● Written instruction A
Transcribe the passage of the Pareto distribution notes starting at "- The mathematical" and ending at "6e8 * (1-0.5)^(-1/(2.33-1))".

● Source extract
* start *
Functions: Example with Pareto distribution

Distribution of wealth has very, very heavy tails
A good (but not perfect) model is the Pareto distribution, pdf \[ f(x;\alpha,x_0) = \begin{cases} \frac{\alpha-1}{x_0}\left(\frac{x}{x_0}\right)^{-\alpha} & x \ge x_0\\ 0 & x < x_0 \end{cases} \]
We often want the quantiles (where does the 99% begin? the 99.9%? the 80%?)
- The mathematical quantile function is \[ Q(p; \alpha,x_0) = x_0(1-p)^{-\frac{1}{\alpha-1}} \]
Could do stuff like

# alpha = 2.33, x_0 = 6e8, p = 0.5
6e8 * (1-0.5)^(-1/(2.33-1))

## [1] 1010391288

# alpha = 2.33, x_0 = 6e8, p = 0.4
6e8 * (1-0.4)^(-1/(2.33-1))

## [1] 880957225

# alpha = 2.5, x_0 = 1e6, p = 0.92
1e6 * (1-0.92)^(-1/(2.5-1))
* end *
● Written instruction B
Pull out every line of the rows that contains the string "patch", matching case exactly.

● Supplied records
* start *
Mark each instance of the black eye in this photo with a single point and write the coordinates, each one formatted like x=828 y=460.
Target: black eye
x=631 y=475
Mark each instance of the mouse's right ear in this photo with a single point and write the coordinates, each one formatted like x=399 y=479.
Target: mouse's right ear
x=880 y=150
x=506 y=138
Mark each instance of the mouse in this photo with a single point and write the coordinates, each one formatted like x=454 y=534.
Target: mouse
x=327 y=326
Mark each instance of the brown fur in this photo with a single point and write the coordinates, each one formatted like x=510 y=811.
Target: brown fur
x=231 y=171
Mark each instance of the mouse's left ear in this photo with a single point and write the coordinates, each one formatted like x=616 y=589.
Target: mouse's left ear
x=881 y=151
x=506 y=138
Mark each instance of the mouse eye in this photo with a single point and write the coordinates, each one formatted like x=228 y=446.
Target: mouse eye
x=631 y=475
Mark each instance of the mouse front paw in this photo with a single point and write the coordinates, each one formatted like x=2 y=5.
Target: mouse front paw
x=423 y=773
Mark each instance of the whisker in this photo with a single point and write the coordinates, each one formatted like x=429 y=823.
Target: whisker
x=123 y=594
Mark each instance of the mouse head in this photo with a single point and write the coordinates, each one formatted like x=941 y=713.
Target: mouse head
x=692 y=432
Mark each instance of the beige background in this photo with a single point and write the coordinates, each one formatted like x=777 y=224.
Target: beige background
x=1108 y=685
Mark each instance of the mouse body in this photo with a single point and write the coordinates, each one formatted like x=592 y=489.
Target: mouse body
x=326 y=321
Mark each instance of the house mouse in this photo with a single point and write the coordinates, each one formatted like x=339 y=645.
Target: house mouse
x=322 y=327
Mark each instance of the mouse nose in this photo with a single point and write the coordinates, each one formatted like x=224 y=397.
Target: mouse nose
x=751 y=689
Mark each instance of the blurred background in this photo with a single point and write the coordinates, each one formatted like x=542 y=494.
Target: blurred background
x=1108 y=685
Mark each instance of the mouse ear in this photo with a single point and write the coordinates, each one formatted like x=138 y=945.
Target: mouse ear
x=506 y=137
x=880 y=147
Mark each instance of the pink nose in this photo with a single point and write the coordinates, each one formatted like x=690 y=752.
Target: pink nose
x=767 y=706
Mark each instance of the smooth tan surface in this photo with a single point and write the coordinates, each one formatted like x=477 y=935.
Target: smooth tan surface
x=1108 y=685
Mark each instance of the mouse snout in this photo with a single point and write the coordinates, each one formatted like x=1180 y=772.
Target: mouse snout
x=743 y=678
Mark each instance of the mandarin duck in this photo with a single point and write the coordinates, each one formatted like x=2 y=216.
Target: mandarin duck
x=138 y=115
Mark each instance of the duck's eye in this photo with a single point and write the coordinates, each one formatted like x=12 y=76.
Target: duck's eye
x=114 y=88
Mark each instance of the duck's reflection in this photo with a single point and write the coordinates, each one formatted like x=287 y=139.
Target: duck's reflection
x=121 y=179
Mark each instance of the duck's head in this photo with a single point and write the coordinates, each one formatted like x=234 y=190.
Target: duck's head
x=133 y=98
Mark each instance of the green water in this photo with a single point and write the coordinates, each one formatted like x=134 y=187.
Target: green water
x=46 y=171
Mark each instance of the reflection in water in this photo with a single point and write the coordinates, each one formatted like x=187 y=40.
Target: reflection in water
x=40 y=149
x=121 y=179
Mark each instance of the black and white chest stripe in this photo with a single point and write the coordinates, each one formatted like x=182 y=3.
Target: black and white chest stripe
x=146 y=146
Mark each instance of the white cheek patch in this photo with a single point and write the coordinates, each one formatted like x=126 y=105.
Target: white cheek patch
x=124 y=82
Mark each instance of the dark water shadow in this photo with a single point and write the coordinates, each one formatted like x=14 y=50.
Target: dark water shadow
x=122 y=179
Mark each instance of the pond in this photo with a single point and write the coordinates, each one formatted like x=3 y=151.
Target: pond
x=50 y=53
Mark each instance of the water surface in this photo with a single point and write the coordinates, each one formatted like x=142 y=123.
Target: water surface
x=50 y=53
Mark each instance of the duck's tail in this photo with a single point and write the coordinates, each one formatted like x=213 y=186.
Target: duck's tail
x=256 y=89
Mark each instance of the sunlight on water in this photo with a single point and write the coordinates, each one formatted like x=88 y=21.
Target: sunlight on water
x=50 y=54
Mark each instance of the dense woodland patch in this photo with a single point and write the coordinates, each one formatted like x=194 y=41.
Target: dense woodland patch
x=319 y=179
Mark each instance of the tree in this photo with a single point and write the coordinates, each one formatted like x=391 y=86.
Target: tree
* end *
● Reply A
- The mathematical quantile function is \[ Q(p; \alpha,x_0) = x_0(1-p)^{-\frac{1}{\alpha-1}} \]
Could do stuff like

# alpha = 2.33, x_0 = 6e8, p = 0.5
6e8 * (1-0.5)^(-1/(2.33-1))

● Reply B
Mark each instance of the white cheek patch in this photo with a single point and write the coordinates, each one formatted like x=126 y=105.
Target: white cheek patch
Mark each instance of the dense woodland patch in this photo with a single point and write the coordinates, each one formatted like x=194 y=41.
Target: dense woodland patch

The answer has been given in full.